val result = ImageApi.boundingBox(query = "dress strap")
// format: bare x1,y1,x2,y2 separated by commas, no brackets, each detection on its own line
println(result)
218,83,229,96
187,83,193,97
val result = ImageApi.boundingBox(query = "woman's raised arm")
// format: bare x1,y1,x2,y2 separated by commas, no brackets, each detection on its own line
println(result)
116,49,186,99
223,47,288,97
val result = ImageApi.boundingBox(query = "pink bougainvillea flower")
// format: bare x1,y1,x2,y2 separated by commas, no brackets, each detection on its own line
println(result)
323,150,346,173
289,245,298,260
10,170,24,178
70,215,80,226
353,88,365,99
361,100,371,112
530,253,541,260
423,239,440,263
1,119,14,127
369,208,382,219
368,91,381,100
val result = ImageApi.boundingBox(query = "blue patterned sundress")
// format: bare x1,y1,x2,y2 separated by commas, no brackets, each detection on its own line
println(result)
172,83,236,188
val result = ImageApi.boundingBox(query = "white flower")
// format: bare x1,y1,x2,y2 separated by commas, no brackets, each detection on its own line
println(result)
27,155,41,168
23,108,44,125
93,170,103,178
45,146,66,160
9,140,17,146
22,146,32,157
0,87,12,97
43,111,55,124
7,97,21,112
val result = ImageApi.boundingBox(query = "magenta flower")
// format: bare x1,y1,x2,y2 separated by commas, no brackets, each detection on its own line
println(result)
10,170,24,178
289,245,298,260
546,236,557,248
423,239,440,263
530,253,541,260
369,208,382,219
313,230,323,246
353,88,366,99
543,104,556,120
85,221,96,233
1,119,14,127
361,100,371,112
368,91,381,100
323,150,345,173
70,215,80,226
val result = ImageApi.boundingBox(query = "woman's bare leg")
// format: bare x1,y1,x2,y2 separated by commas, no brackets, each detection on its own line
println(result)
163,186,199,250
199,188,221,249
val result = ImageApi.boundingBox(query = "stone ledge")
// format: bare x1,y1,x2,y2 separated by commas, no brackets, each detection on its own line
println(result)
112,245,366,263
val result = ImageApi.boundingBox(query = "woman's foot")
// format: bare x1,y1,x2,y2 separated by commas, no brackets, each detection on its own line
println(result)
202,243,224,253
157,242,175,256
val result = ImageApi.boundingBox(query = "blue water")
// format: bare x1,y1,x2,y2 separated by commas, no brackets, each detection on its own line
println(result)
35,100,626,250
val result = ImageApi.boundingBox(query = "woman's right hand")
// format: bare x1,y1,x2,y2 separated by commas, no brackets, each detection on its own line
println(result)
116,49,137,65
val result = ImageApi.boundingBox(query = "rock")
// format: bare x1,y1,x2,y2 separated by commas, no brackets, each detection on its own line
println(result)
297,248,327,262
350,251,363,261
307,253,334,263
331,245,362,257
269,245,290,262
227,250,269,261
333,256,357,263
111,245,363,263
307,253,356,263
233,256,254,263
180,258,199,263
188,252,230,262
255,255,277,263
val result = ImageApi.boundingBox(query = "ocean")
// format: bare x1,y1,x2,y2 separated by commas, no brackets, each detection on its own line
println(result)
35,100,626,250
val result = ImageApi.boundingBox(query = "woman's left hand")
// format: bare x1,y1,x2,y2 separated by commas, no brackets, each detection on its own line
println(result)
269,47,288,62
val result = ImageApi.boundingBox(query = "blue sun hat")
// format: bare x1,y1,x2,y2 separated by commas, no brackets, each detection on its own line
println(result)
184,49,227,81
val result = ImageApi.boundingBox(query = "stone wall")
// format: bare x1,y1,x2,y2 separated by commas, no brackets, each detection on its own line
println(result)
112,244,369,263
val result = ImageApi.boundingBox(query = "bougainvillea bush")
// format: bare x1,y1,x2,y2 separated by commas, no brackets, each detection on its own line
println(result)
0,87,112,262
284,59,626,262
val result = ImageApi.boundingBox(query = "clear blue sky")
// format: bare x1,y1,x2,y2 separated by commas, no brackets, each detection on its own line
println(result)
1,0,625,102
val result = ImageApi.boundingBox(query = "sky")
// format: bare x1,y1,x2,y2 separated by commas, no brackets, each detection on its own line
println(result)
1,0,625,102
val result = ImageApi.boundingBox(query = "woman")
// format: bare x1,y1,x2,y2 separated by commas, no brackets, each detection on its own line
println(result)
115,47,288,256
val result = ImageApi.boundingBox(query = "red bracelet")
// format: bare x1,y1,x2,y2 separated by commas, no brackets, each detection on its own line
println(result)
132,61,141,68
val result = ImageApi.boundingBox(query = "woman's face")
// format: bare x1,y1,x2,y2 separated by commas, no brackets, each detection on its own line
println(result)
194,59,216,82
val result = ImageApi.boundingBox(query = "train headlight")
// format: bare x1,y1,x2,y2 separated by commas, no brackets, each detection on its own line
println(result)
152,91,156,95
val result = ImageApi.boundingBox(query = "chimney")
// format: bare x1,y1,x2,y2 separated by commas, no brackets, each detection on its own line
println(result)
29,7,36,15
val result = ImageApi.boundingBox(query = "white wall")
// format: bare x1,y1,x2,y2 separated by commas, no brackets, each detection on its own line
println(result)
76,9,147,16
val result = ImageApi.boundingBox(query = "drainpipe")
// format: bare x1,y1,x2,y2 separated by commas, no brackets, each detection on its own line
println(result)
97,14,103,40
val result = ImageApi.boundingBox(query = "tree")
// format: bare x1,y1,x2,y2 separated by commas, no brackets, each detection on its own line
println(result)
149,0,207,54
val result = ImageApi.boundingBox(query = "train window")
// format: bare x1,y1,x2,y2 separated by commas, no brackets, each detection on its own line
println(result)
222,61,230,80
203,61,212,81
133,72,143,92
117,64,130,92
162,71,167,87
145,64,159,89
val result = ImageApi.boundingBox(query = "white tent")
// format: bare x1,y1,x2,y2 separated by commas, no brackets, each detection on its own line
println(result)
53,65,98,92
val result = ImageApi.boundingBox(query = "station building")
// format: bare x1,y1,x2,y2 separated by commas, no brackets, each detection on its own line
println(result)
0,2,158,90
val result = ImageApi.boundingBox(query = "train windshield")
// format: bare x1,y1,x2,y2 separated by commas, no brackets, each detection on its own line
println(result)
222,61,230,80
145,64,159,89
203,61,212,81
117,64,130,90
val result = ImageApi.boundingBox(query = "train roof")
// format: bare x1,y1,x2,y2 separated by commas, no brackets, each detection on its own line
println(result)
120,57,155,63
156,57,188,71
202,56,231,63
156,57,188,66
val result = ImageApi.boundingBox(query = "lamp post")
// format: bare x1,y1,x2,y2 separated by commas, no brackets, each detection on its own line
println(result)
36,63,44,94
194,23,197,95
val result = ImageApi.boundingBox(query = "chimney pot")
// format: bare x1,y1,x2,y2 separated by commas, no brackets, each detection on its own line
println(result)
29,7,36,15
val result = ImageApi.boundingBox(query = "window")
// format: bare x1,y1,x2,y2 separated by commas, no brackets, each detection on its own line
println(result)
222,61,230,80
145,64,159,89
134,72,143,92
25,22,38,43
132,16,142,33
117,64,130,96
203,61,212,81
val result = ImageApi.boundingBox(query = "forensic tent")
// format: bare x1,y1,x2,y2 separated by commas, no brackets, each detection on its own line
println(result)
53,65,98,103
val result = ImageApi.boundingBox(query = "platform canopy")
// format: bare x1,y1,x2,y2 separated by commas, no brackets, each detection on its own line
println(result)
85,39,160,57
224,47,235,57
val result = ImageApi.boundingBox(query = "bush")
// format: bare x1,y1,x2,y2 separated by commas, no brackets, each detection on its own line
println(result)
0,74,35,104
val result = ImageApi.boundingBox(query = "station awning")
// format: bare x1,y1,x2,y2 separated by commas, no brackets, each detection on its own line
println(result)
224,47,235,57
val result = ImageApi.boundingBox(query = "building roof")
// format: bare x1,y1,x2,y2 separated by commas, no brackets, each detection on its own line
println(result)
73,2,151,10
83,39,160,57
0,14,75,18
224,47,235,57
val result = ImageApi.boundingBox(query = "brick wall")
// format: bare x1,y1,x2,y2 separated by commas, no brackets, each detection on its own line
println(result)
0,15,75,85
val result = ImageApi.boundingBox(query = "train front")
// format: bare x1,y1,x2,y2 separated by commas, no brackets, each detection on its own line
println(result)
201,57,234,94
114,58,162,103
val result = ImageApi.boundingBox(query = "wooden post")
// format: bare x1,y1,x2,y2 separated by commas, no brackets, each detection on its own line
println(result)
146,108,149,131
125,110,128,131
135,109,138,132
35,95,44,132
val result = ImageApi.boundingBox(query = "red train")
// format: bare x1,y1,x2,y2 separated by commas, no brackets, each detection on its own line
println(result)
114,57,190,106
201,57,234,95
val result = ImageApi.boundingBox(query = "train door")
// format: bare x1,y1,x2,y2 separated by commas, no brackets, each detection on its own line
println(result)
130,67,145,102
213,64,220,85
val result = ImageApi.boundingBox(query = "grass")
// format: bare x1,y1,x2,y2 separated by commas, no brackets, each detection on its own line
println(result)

TASK TO COMPLETE: For every line in the listing above that contains "stone", copy that line.

RESPONSE FOR THIS EXERCISE:
val result = ImageApi.boundingBox(query = "stone ledge")
val result = ImageApi.boundingBox(query = "stone wall")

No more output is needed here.